» Instruções do exercício:
**1)** Reescreva o trecho do texto sobre o congresso do Partido Comunista chinês que começa em "Internacional| 09/11/2012" e termina em "de Marcelo Justo.", trocando "secretário geral" por "secretário-geral".
**2)** Segundo o texto sobre o congresso do Partido Comunista chinês, em que ano Hu Jintao e Wen Jiabao tomaram posse?
━━━━━ Texto fornecido
Internacional| 09/11/2012
Os enigmas do congresso do Partido Comunista chinês
O Congresso do Partido Comunista chinês não deve apresentar muitas surpresas no nível político. O atual vice-presidente Xi Jinping será eleito secretário geral do partido e presidente da nação. O grande mistério é o rumo que tomará a economia ao final da década prodigiosa do atual presidente Hu Jintao. A atual mudança de guarda ocorre em um momento em que a economia global está mergulhada em uma profunda crise estrutural e a própria China esgotou um modelo de crescimento exportador que servir para que o país desse o grande salto nos últimos 30 anos. O artigo é de Marcelo Justo.
Marcelo Justo
Londres - O Congresso do Partido Comunista chinês não deve apresentar muitas surpresas no nível político. O atual vice-presidente Xi Jinping será eleito secretário geral do partido e presidente da nação e assumirá a partir de março por dez anos, junto com uma nova cúpula do poderoso comitê permanente do Politburo. O grande mistério, fonte de debates que já custaram mais de uma cabeça, é o rumo que tomará a economia ao final da década prodigiosa do atual presidente Hu Jintao.
Desde a posse de Hu Jintao e seu primeiro-ministro Wen Jiabao em 2002, a China quadruplicou seu Produto Interno Bruto (PIB) e se converteu na segunda economia do planeta, primeiro exportador e importador global, com a maior quantidade de reservas monetárias do mundo. A dupla Hu Jintao-Wen Jiabao procurou suavizar as arestas mais agudas do modelo chinês como a espetacular desigualdade e a pobreza de centenas de milhões de chineses. Seu êxito foi moderado e a atual mudança de guarda ocorre em um momento em que a economia global está mergulhada em uma profunda crise estrutural e a própria China esgotou um modelo de crescimento exportador que servir para que o país desse o grande salto nos últimos 30 anos.
Apesar do gigantesco crescimento do PIB e dos arranha-céus e trens de alta velocidade que passaram a ligar um país que, durante muito tempo, parecia intransitável, o governo insiste que a China é um país em desenvolvimento e minimiza as previsões de que nesta década, na próxima ou na de 2030, superará os Estados Unidos como potência máxima planetária.
━━━━━━━━━━
━━━━━ Linhas de dados
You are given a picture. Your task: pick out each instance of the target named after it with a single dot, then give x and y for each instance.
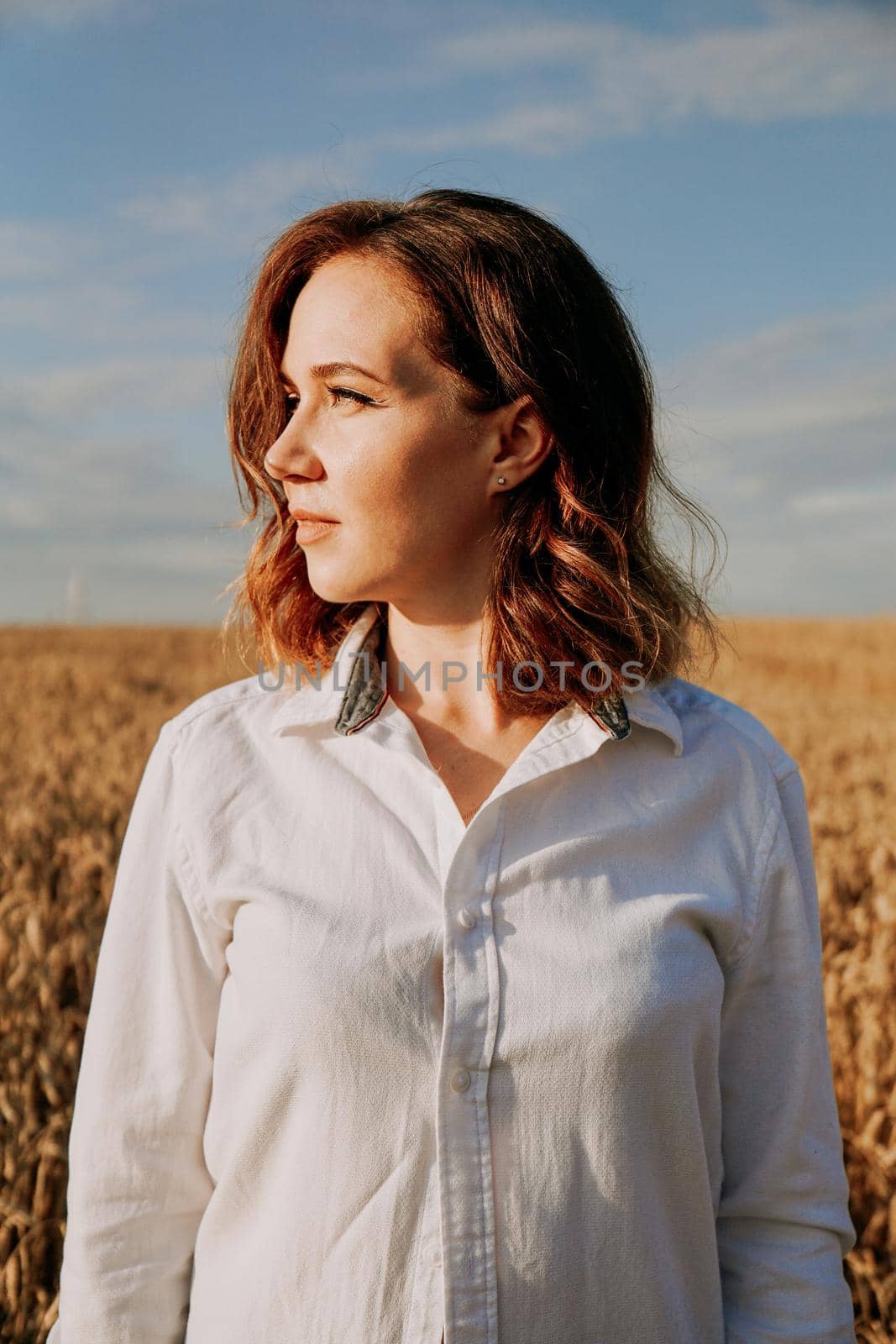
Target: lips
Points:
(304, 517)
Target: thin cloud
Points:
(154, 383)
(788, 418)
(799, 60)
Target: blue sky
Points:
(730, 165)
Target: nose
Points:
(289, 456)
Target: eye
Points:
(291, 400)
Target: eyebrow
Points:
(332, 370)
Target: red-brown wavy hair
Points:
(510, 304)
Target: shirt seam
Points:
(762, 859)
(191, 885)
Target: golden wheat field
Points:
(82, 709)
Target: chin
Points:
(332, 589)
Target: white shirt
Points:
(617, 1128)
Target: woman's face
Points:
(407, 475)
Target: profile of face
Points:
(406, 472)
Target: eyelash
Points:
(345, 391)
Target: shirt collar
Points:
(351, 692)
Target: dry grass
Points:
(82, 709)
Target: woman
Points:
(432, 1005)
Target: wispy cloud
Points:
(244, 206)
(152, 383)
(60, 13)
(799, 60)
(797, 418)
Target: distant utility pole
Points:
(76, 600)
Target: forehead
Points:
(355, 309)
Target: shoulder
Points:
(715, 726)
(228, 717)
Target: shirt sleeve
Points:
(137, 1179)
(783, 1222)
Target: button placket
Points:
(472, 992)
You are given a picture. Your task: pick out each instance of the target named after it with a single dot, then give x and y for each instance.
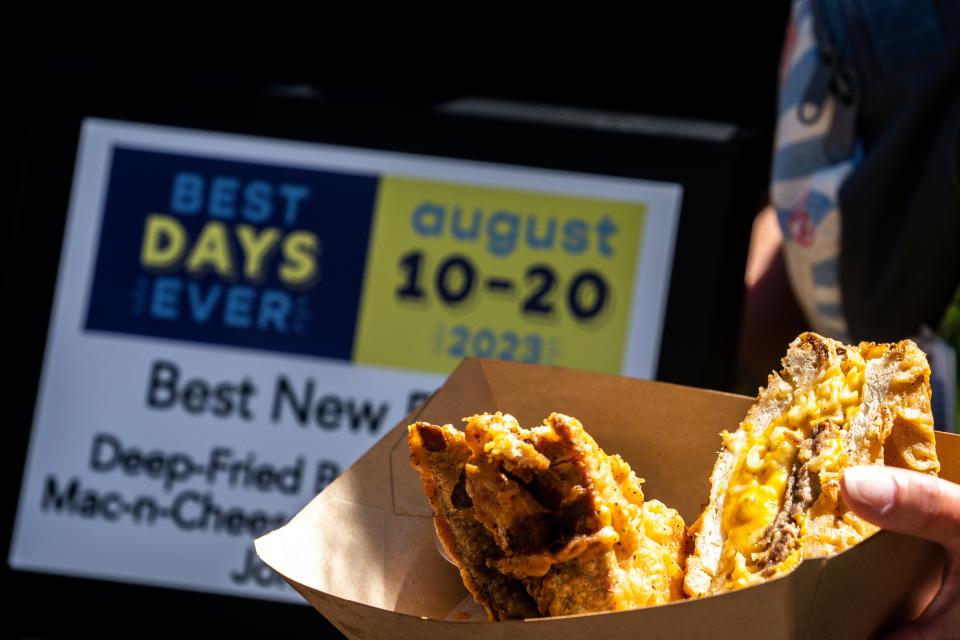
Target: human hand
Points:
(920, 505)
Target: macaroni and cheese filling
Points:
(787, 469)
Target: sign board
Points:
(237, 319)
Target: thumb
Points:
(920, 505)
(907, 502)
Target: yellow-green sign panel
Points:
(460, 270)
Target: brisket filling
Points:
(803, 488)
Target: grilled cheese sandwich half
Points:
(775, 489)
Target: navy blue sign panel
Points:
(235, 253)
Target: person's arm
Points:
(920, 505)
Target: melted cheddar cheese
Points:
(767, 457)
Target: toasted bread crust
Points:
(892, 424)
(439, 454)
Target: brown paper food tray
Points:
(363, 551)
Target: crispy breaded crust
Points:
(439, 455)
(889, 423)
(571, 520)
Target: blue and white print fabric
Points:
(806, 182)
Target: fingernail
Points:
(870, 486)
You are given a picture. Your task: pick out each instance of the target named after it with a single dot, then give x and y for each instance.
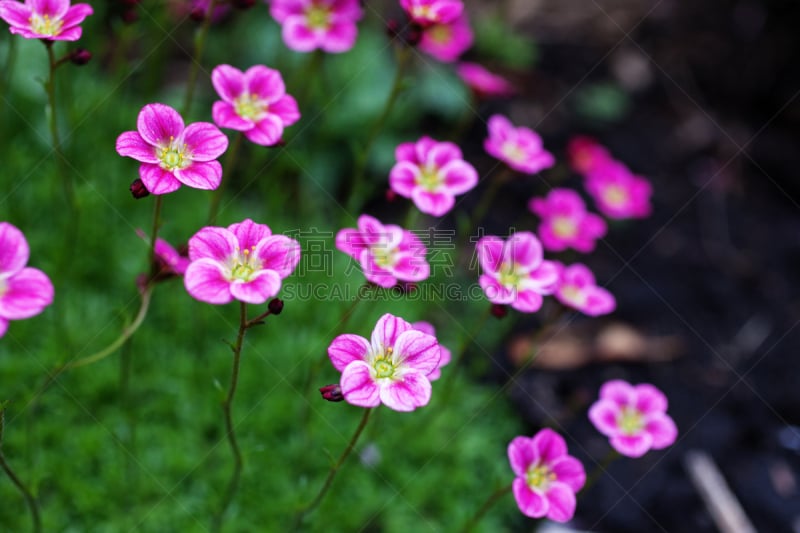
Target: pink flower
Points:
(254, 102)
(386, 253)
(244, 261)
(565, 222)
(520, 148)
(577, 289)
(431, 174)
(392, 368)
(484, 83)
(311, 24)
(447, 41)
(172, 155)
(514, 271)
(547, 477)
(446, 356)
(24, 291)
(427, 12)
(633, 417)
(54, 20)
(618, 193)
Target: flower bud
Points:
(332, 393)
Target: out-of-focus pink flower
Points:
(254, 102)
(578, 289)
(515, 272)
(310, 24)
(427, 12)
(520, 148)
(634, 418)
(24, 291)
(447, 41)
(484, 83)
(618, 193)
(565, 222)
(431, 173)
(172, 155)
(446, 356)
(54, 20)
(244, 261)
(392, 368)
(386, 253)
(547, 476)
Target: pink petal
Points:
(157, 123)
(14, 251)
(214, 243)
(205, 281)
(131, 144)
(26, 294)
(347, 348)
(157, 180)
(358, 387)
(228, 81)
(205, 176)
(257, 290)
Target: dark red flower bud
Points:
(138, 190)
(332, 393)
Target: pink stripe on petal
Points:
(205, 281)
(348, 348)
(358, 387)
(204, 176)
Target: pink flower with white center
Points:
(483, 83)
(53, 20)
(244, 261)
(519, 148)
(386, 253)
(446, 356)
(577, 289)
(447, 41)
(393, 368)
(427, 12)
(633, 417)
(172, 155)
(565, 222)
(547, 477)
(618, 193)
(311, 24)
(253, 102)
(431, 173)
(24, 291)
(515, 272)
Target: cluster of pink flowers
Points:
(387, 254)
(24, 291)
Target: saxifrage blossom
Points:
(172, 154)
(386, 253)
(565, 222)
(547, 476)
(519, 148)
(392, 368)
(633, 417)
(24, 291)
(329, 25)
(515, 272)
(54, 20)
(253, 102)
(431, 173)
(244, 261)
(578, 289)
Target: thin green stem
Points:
━━━━━━━━━━
» Respostas por tarefa:
**1)**
Internacional| 09/11/2012
Os enigmas do congresso do Partido Comunista chinês
O Congresso do Partido Comunista chinês não deve apresentar muitas surpresas no nível político. O atual vice-presidente Xi Jinping será eleito secretário-geral do partido e presidente da nação. O grande mistério é o rumo que tomará a economia ao final da década prodigiosa do atual presidente Hu Jintao. A atual mudança de guarda ocorre em um momento em que a economia global está mergulhada em uma profunda crise estrutural e a própria China esgotou um modelo de crescimento exportador que servir para que o país desse o grande salto nos últimos 30 anos. O artigo é de Marcelo Justo.

**2)** Em 2002.